YOUR ASSIGNMENT: In the Aristes article, what name was the village given when it was laid out in 1865?

Unincorporated community in Pennsylvania, US

Aristes is a census-designated place (CDP) in Conyngham Township, Columbia County, Pennsylvania, United States. It is part of Northeastern Pennsylvania. The population was 256 at the 2020 census. It is part of the Bloomsburg-Berwick micropolitan area. Aristes is located adjacent to the famous "ghost town" of Centralia.

==History==
Around the year 1800, the Red Tavern was built along the Old Reading Road, which ran from Catawissa to Reading. In 1865, the owner of the Red Tavern laid out a village which he called "Montana". When a post office was established here in 1897, the name of the town was changed to "Aristes", a contraction of the name Aristides, a Greek statesman.

In 1948, United Airlines Flight 624 hit a high-voltage powerline and crashed near Aristes. Notable victims of the crash included Broadway theatre impresario Earl Carroll and his girlfriend, actress Beryl Wallace; Henry L. Jackson, men's fashion editor of Collier's Weekly magazine and co-founder of Esquire magazine; and Venita Varden Oakie, the former wife of actor Jack Oakie.

==Geography==
Aristes is located in southern Columbia County at (40.818984, -76.339374), east of the center of Conyngham Township and northeast of Centralia. According to the United States Census Bureau, the Aristes CDP has a total area of 0.96 km2, all land. Aristes is served by Pennsylvania Route 42. The CDP's southern half is mostly forested.

DATASET EXCERPTS:
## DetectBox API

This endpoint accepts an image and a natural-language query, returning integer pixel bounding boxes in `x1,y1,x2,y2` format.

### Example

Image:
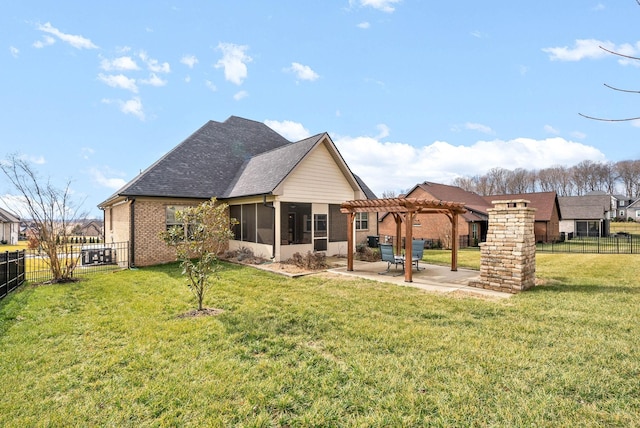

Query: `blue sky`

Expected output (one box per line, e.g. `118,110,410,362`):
0,0,640,218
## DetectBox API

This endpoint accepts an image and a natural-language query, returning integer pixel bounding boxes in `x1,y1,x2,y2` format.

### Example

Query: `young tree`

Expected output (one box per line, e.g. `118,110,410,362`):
162,198,237,311
0,154,86,282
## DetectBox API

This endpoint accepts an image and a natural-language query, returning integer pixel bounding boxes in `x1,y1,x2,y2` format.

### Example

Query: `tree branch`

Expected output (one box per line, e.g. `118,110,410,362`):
604,83,640,94
598,44,640,61
578,113,640,122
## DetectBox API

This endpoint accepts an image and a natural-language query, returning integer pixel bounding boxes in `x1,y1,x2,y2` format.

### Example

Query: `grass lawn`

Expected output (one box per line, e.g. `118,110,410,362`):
0,251,640,427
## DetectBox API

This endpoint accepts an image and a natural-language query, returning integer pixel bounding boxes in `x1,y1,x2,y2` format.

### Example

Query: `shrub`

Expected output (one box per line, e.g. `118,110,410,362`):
356,244,380,262
287,251,329,270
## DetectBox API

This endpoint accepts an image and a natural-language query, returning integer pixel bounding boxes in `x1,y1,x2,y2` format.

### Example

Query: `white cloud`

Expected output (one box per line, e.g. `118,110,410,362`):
89,168,127,190
80,147,95,160
180,55,198,68
100,56,140,71
98,73,138,93
38,22,98,49
214,43,252,85
120,97,144,120
544,125,560,135
233,91,249,101
204,80,218,92
285,62,320,82
138,51,171,73
33,35,56,49
140,73,167,87
464,122,495,134
102,97,145,120
264,120,311,141
542,39,633,61
376,123,390,140
359,0,401,13
571,131,587,140
334,132,605,195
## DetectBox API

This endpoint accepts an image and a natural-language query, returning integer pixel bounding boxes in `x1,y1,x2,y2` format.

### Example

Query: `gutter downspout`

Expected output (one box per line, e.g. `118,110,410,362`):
262,195,276,260
129,198,136,268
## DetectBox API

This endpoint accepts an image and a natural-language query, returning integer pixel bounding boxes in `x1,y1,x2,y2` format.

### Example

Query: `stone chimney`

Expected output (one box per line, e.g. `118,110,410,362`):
469,199,536,293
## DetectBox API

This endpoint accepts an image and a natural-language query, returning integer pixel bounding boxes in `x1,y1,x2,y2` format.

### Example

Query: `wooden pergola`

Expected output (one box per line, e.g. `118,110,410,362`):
340,198,467,282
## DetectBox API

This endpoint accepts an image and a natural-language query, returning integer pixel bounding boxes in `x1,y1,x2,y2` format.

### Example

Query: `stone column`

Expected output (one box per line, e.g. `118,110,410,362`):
469,199,536,293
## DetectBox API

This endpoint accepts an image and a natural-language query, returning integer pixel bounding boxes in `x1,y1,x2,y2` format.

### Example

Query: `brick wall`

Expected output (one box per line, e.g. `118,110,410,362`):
378,188,470,248
133,198,203,266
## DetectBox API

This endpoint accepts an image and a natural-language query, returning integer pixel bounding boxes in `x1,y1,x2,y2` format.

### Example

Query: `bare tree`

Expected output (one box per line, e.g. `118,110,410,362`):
578,0,640,122
0,154,86,282
161,198,238,311
615,160,640,198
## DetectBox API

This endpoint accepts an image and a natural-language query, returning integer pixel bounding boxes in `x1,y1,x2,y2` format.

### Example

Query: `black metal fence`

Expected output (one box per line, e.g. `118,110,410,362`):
0,250,25,300
25,242,129,282
537,234,640,254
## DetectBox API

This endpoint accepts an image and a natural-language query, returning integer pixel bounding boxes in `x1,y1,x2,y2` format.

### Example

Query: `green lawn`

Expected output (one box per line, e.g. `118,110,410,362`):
0,251,640,427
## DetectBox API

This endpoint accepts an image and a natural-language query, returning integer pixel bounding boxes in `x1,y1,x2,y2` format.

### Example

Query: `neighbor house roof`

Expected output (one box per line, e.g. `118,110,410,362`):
484,192,560,221
100,116,365,206
558,195,611,220
0,208,20,223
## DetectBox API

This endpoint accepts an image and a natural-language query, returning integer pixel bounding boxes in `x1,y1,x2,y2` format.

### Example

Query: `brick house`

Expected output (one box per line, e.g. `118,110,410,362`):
0,208,20,245
379,181,560,248
378,181,491,248
98,116,378,266
485,192,560,242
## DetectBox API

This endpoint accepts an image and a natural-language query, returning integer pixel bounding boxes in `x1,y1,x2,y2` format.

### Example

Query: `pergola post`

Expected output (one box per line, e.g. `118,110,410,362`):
404,211,415,282
393,213,402,255
347,213,356,272
340,198,466,276
451,213,458,272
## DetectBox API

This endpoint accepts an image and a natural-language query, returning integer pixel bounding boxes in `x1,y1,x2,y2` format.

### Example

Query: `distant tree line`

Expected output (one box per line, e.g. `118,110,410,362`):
452,160,640,199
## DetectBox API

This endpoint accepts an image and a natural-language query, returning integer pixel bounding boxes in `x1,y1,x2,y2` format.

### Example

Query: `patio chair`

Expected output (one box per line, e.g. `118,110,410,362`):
411,239,425,270
379,244,404,275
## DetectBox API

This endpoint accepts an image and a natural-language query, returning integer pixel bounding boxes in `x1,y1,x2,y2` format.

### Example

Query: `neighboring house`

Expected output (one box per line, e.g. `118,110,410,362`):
558,194,616,238
611,195,640,221
0,208,20,245
99,116,378,266
379,182,560,247
72,220,103,237
485,192,560,242
627,199,640,221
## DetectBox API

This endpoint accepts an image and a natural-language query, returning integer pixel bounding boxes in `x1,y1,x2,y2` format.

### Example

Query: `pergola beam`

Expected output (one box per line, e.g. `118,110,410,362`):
340,198,467,282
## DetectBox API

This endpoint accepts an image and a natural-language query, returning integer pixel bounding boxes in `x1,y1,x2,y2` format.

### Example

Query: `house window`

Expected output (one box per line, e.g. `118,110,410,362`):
229,205,242,241
280,202,313,245
576,220,600,237
165,205,194,238
229,204,274,245
356,213,369,230
329,204,348,242
313,214,327,238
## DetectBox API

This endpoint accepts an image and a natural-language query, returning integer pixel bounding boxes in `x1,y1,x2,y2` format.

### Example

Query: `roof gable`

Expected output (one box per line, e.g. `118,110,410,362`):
224,134,325,198
0,208,20,223
102,116,291,204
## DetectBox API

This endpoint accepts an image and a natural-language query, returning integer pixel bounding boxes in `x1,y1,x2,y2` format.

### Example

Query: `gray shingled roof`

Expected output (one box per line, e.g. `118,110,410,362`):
223,134,326,198
101,116,291,204
0,208,20,223
558,195,611,220
100,116,375,206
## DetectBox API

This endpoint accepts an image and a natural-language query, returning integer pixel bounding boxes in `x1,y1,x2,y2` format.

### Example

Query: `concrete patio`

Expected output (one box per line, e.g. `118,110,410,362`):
328,259,513,299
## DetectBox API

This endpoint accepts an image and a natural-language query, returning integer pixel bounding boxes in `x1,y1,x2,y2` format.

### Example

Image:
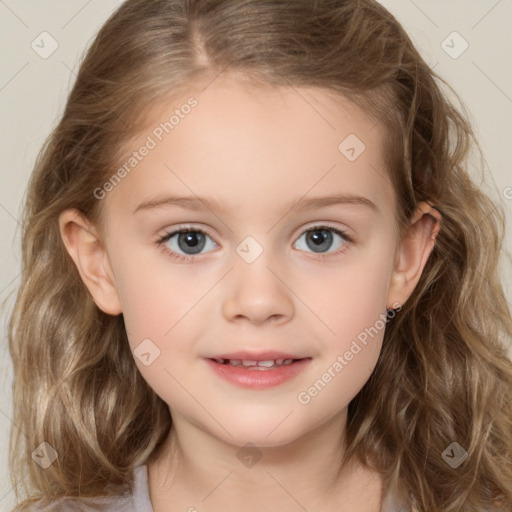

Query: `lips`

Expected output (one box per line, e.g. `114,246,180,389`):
206,351,312,389
209,351,303,361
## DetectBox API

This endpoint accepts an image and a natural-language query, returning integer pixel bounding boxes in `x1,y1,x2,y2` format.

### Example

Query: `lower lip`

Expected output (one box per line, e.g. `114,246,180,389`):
206,357,311,389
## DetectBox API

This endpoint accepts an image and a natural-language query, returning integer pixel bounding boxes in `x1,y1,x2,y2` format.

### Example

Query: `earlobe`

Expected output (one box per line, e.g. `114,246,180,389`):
59,209,122,315
387,202,442,304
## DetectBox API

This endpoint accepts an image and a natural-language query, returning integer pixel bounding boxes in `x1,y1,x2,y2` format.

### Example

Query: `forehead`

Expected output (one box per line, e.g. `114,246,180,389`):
103,76,393,218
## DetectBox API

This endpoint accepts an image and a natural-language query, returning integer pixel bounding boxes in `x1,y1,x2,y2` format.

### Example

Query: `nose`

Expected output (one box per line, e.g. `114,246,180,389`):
222,252,294,325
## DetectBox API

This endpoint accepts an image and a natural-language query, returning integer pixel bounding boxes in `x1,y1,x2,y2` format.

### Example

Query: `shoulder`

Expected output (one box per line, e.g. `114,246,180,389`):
30,466,153,512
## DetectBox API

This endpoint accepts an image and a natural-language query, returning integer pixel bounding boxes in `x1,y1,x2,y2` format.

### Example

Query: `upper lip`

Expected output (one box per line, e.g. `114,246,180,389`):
210,350,303,361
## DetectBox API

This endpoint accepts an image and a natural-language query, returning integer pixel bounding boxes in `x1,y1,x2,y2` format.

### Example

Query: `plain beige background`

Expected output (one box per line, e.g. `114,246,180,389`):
0,0,512,511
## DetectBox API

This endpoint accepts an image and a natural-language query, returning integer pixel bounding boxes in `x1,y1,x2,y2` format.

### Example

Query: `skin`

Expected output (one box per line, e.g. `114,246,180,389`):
60,76,440,512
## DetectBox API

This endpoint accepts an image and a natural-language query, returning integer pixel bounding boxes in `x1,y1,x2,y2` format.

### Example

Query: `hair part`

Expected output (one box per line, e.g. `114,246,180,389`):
9,0,512,512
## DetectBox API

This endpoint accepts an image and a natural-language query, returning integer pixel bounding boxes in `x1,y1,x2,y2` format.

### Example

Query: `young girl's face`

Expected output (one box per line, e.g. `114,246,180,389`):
64,78,432,446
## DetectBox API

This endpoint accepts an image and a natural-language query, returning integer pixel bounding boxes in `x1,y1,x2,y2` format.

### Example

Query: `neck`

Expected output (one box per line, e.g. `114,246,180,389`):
148,409,381,512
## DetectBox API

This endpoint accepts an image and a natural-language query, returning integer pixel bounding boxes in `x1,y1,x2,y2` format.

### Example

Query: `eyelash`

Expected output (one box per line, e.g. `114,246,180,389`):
155,224,353,263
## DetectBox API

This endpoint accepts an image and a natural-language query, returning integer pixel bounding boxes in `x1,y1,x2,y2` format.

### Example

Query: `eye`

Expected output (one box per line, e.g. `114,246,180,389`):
297,225,351,256
156,227,217,261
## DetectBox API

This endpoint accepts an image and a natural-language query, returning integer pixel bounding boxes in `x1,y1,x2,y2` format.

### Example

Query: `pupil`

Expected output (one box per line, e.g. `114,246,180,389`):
178,231,205,254
307,229,332,253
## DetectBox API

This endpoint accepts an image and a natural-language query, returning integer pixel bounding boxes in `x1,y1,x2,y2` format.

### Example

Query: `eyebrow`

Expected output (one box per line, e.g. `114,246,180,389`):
133,194,379,214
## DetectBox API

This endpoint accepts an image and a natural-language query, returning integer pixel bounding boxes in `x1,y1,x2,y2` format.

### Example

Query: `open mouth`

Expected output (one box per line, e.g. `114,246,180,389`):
208,358,304,371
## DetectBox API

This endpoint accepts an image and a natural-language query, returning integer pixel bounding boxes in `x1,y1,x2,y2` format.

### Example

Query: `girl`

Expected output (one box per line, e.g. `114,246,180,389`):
9,0,512,512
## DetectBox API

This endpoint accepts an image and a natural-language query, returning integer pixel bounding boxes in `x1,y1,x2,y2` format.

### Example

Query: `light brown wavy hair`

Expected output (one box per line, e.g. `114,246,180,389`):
9,0,512,512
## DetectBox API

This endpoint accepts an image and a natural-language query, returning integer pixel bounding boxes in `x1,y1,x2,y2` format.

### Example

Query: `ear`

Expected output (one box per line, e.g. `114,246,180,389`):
387,202,442,308
59,209,122,315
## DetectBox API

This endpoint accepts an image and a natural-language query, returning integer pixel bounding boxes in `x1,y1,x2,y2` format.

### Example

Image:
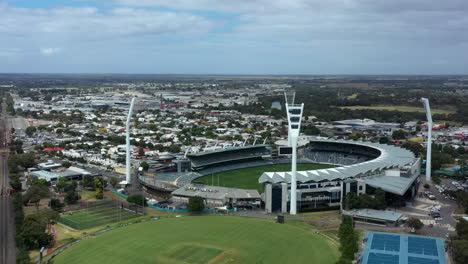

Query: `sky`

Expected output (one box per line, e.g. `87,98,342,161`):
0,0,468,75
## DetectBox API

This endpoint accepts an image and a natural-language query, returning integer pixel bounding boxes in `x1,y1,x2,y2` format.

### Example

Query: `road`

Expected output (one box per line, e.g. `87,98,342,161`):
0,104,16,264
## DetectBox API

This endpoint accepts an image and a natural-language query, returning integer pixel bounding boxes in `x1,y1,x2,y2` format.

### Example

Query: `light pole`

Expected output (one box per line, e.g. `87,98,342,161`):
421,98,433,183
284,91,304,214
125,97,136,184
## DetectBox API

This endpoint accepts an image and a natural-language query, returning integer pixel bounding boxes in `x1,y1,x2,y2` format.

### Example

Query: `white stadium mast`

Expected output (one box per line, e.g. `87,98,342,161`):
125,97,136,184
284,91,304,215
421,98,433,182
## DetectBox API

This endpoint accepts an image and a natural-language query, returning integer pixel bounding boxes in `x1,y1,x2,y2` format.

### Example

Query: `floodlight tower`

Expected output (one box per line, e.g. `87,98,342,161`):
421,98,432,182
125,97,136,184
284,91,304,214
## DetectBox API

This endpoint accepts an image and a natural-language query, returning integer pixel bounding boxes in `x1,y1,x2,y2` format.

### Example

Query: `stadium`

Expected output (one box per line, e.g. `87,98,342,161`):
139,137,421,213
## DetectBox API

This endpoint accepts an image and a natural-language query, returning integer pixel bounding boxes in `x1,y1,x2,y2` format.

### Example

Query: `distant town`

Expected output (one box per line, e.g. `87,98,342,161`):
0,74,468,264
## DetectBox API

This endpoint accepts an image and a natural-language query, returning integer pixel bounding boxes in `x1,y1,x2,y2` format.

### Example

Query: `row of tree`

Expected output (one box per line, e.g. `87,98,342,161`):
337,216,359,264
344,188,387,210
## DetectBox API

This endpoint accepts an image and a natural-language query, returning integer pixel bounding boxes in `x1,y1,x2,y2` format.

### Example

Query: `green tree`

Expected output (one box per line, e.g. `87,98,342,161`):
379,137,389,144
62,161,71,168
94,177,107,199
338,216,359,260
16,248,31,264
140,161,149,171
455,218,468,240
25,126,37,136
64,190,81,204
187,196,205,212
55,176,67,193
407,217,424,231
450,240,468,264
83,175,94,189
392,129,408,140
23,184,50,209
110,176,119,188
50,198,64,212
127,194,146,206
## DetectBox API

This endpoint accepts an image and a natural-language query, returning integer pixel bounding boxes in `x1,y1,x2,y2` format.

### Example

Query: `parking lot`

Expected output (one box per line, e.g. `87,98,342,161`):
399,178,461,237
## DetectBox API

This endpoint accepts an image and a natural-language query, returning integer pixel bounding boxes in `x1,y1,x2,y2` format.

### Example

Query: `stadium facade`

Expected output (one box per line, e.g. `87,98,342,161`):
259,139,421,213
139,137,421,213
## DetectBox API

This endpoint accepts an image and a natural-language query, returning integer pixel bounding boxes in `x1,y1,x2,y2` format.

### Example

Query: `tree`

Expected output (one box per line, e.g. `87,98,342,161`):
187,196,205,212
16,248,31,264
138,148,145,157
55,176,67,192
25,126,37,136
50,198,64,212
94,177,107,199
140,161,149,171
407,217,424,230
379,137,389,144
450,240,468,264
392,129,407,140
127,194,146,206
24,184,50,209
338,216,359,263
110,176,119,188
455,218,468,240
83,175,94,189
64,190,81,204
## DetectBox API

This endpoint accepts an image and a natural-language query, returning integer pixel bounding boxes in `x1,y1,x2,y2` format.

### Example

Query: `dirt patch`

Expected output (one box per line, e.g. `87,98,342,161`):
208,252,227,264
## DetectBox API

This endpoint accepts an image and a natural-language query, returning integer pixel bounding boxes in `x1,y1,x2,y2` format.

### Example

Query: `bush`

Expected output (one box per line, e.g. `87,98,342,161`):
187,196,205,212
65,190,81,204
408,217,424,230
127,194,146,206
50,198,64,212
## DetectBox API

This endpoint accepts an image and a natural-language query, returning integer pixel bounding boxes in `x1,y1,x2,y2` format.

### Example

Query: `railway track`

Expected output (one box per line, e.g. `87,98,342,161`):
0,108,16,264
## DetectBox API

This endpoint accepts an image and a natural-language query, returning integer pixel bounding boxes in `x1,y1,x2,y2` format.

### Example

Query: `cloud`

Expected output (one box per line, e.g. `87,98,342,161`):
41,48,62,56
114,0,468,42
0,0,468,74
0,6,214,41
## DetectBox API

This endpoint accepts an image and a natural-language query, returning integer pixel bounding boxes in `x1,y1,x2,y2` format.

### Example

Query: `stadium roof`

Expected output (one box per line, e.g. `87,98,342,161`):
259,139,415,185
343,209,403,222
172,184,260,200
187,144,268,157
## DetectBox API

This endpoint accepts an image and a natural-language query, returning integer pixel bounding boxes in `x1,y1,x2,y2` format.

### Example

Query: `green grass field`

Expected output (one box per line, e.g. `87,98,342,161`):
195,164,333,192
340,105,456,115
59,206,140,230
54,216,339,264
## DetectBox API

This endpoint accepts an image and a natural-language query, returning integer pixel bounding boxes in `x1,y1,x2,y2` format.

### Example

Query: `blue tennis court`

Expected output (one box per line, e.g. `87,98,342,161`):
361,232,447,264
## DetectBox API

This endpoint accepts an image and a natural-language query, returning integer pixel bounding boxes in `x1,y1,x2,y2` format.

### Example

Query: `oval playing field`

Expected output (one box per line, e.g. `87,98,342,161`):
54,216,338,264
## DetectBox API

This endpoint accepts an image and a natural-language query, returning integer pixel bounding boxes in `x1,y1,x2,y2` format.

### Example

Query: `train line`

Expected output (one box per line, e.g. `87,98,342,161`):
0,107,16,264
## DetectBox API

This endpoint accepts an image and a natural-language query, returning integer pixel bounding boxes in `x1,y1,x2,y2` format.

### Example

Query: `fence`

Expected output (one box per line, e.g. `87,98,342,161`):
59,200,145,230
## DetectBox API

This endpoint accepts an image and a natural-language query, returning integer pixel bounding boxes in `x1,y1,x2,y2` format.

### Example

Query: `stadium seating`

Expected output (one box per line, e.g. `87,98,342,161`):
187,145,271,170
304,142,380,165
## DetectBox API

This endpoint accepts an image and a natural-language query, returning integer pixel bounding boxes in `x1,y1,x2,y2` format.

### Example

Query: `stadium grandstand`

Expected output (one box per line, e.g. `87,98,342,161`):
187,145,271,171
259,139,421,213
139,145,278,193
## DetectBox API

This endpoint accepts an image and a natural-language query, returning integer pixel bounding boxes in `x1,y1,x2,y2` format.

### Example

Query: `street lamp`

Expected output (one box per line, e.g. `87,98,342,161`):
284,91,304,215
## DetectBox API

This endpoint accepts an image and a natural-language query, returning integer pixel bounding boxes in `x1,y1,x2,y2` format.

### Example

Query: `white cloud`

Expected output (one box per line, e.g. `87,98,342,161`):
0,5,214,41
41,48,62,56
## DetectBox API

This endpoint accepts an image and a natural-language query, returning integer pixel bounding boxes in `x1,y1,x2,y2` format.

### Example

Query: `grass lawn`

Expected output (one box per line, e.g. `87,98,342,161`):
340,104,456,115
195,164,333,192
59,206,140,229
54,216,339,264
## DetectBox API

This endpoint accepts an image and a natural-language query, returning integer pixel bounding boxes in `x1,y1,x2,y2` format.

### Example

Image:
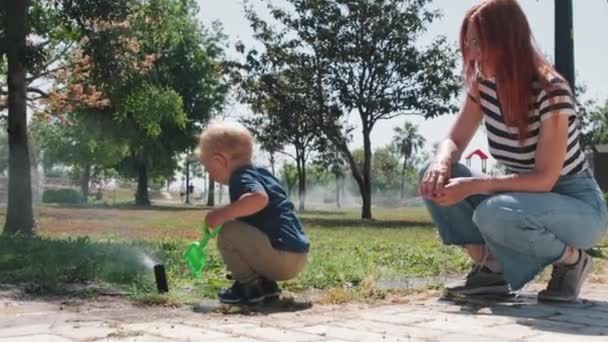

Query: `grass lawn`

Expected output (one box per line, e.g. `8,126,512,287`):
0,206,604,303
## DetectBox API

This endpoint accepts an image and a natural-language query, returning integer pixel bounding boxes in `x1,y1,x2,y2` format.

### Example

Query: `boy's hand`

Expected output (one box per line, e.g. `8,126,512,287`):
205,208,231,230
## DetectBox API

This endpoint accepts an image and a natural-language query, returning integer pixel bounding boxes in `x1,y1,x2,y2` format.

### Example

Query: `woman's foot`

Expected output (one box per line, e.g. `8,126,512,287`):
217,281,265,304
445,265,511,296
538,251,592,302
261,278,281,300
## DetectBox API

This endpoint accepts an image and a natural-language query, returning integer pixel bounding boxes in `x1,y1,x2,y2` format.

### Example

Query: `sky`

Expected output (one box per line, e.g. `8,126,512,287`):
198,0,608,171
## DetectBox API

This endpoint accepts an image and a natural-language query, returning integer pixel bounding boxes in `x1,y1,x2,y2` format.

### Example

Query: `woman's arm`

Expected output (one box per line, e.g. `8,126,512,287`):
420,95,483,197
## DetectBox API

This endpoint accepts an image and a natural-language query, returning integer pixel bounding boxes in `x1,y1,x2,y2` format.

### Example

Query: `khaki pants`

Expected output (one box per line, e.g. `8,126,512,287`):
217,220,308,284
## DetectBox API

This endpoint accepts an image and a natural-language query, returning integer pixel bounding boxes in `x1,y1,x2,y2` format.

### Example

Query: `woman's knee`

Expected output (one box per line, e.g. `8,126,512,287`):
418,162,473,180
473,194,524,235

RESPONSE TO THIS EXERCISE: Montana